Directions for this task: Gather every line in the rows below that contains the word "boot" and copy each one out in full.

The records:
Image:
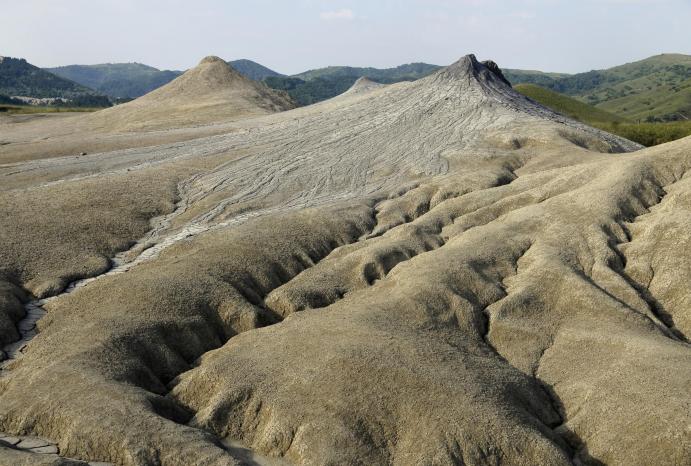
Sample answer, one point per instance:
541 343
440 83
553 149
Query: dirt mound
212 91
363 84
440 271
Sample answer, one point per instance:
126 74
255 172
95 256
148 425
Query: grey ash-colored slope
427 272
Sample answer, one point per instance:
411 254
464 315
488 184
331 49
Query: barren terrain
430 272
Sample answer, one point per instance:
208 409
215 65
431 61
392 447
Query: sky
296 35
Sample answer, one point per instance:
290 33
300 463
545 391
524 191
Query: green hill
118 80
323 83
568 106
132 80
20 78
657 88
253 70
408 72
648 134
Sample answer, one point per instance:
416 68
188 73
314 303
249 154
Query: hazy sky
294 35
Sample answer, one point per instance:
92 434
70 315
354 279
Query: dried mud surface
435 272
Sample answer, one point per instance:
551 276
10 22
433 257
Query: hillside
432 272
324 83
539 78
408 72
210 92
20 78
656 88
568 106
645 133
252 70
118 80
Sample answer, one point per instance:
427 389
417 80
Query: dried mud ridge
439 271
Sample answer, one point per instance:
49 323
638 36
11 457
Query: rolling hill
132 80
573 108
118 80
252 69
645 133
656 88
20 78
433 272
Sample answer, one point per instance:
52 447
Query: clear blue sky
294 35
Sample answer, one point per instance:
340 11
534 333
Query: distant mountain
408 72
320 84
648 134
533 77
20 78
132 80
568 106
118 80
253 70
657 88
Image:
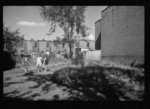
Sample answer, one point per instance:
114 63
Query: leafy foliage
69 18
12 39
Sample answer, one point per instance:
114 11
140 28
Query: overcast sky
32 25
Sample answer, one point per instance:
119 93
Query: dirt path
33 86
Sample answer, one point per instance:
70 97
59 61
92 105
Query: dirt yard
65 81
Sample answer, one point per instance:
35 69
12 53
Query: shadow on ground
95 82
88 83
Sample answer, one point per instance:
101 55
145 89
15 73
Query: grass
116 83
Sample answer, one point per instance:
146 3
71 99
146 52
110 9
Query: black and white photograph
73 53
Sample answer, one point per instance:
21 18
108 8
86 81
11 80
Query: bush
109 81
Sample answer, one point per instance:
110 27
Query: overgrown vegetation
115 84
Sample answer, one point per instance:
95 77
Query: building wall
122 31
98 35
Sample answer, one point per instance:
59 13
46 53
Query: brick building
120 31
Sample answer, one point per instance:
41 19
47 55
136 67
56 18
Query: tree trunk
70 50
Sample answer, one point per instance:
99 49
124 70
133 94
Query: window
35 45
47 44
88 44
78 44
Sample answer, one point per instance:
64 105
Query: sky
32 25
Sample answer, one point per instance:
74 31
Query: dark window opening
98 43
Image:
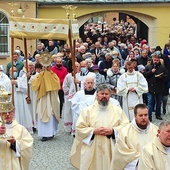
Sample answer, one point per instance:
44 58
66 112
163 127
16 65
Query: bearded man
132 138
96 128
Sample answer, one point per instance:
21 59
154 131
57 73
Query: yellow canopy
35 28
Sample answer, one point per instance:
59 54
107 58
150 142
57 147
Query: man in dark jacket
156 74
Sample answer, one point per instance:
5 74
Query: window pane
4 35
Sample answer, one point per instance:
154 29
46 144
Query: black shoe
51 137
164 111
159 117
44 139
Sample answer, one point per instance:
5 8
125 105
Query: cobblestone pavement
54 154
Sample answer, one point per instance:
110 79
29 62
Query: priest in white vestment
5 82
95 132
131 85
156 154
21 105
79 98
47 84
132 138
80 78
69 91
16 147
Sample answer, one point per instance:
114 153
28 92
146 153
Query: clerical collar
141 130
102 107
131 72
91 92
9 123
84 74
167 149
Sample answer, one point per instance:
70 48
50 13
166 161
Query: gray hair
164 123
103 86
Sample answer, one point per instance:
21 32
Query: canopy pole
12 66
72 47
26 62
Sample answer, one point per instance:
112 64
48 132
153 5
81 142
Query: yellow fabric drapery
34 28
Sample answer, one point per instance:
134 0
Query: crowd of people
106 101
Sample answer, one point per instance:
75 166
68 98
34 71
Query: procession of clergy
106 137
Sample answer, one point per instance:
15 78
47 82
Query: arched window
4 35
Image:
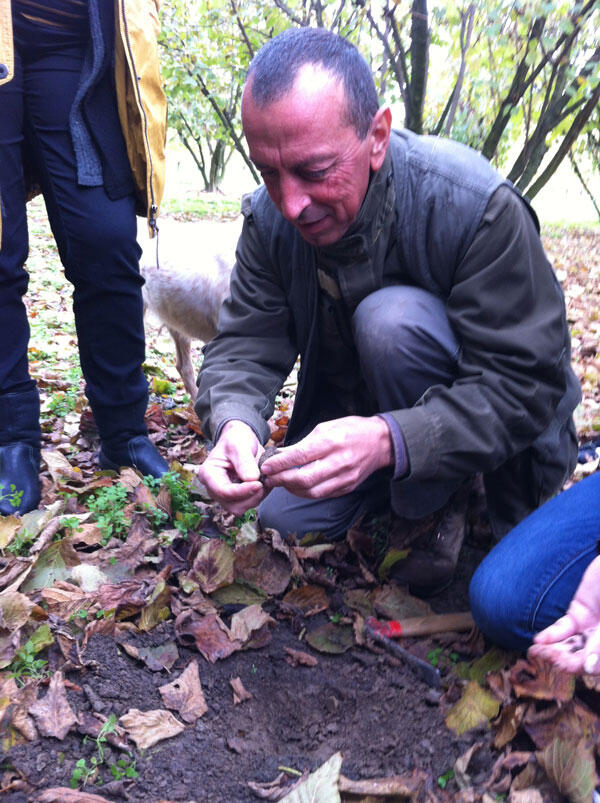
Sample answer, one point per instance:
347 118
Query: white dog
186 288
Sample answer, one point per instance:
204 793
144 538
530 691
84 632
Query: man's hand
333 459
230 472
572 643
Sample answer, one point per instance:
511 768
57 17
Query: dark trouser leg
19 401
96 238
405 346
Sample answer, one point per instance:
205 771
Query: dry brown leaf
508 724
208 633
53 714
62 794
297 657
539 679
571 767
213 565
146 728
246 622
64 599
259 565
395 786
59 467
184 694
571 722
476 707
240 694
308 599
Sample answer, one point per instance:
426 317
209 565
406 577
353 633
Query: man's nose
293 198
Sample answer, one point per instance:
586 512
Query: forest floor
154 648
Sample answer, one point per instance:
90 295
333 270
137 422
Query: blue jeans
528 580
405 345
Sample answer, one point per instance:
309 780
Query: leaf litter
234 661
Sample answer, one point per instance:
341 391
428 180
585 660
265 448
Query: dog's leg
184 362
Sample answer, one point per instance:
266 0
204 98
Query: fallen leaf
541 680
245 622
394 602
396 786
331 638
321 785
54 563
308 599
313 552
240 694
53 714
359 601
158 609
209 634
156 658
461 766
146 728
508 724
60 468
184 694
238 594
475 707
8 529
212 567
297 657
271 790
63 794
569 722
492 661
571 768
260 566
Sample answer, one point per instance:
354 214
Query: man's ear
380 136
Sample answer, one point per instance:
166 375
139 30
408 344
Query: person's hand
572 643
333 459
230 472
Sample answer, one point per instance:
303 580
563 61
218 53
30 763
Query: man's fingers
591 664
561 629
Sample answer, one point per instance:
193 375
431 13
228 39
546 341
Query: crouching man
410 278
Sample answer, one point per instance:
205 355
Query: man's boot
430 565
20 443
124 440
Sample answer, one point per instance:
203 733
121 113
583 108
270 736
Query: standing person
411 279
83 116
541 583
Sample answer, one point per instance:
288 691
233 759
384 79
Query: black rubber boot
124 439
138 452
430 565
20 440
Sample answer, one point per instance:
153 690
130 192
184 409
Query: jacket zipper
153 207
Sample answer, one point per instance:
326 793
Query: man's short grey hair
273 71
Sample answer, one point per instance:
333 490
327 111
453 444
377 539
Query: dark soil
363 703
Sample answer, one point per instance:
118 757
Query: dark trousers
96 239
405 345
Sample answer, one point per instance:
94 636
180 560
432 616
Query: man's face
315 167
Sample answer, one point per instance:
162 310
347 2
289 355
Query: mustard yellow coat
140 98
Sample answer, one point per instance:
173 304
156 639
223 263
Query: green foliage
85 773
19 546
13 496
107 506
443 779
186 515
25 666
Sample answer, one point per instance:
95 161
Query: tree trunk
419 65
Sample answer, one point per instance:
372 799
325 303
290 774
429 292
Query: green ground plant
85 773
25 666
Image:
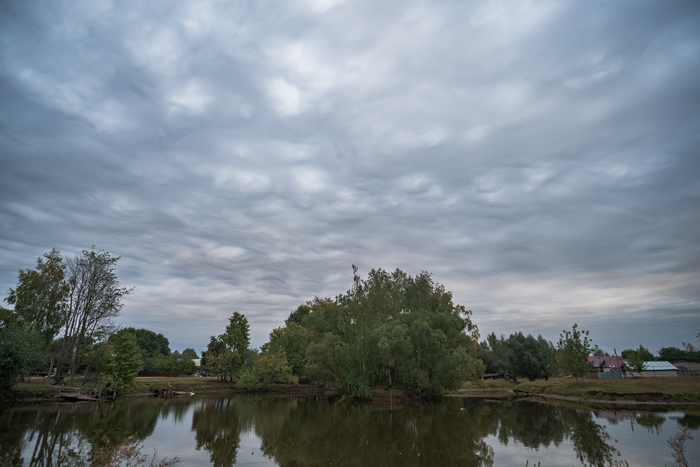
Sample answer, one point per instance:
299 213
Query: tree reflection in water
314 430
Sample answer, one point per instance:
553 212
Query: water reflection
312 431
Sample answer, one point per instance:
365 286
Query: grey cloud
539 159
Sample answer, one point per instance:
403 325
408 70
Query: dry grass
644 389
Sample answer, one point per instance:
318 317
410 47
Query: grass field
685 389
643 389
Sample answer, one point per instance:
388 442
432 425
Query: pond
270 430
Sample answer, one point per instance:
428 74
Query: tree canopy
392 329
573 349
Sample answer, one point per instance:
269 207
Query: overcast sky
541 159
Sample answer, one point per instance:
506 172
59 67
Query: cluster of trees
519 355
156 355
62 322
388 329
61 308
536 358
525 356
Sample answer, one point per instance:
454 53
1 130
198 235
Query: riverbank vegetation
390 333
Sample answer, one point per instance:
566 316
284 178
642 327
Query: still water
301 431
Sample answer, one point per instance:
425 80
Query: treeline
63 324
390 329
536 358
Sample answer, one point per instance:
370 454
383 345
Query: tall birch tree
93 300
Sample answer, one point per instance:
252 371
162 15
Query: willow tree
93 300
40 296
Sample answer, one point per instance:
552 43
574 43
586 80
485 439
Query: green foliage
494 354
293 340
150 344
269 368
125 359
392 328
40 296
573 349
20 352
236 339
93 300
530 357
518 355
214 358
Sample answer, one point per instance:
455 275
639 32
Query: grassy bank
685 389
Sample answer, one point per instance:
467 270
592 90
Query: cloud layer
539 158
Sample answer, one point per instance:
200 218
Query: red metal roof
614 363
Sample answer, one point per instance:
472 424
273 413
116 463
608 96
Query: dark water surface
301 431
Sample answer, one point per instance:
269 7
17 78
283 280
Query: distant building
606 367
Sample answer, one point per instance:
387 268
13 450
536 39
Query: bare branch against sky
541 159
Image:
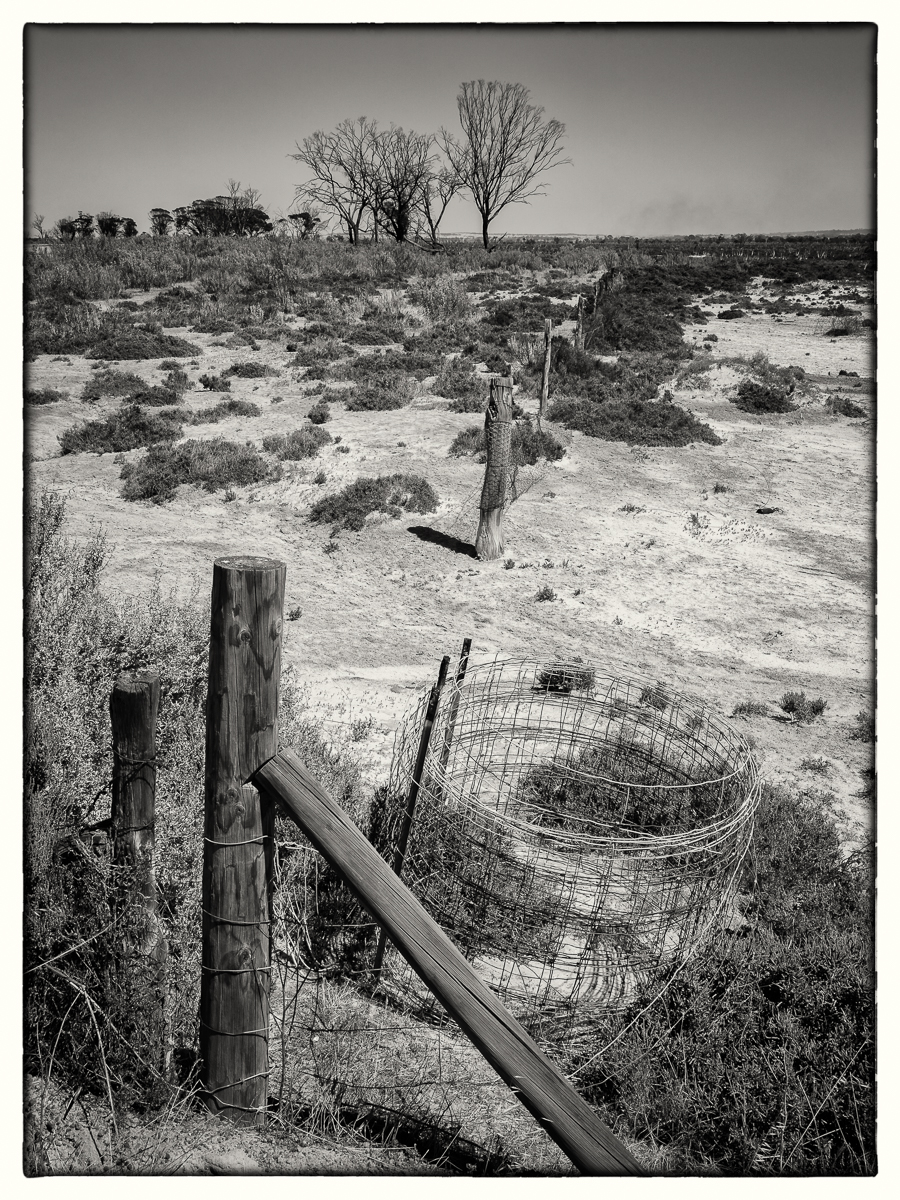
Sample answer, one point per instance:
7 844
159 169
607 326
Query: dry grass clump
211 465
393 495
303 443
43 396
126 430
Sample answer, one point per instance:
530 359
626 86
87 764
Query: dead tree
498 442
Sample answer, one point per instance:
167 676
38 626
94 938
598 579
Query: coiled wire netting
573 833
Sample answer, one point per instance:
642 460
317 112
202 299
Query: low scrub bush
385 493
249 371
141 343
393 389
125 430
319 413
229 407
527 447
442 297
303 443
211 465
757 397
757 1057
45 396
215 383
843 406
799 708
634 421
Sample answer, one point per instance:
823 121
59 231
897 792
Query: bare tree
401 171
435 198
507 145
342 172
160 221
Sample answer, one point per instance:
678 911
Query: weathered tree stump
498 439
241 735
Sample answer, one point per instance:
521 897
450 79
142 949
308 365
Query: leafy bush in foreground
125 430
634 421
303 443
385 493
213 465
759 1057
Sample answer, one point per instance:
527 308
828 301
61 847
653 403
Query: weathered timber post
133 706
498 438
455 703
241 735
400 850
547 348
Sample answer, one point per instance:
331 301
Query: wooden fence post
133 706
241 735
498 439
455 703
547 348
400 850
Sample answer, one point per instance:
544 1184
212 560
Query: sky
670 130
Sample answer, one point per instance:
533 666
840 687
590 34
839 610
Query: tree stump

The completed task:
Query: man's boot
Query: black rubber boot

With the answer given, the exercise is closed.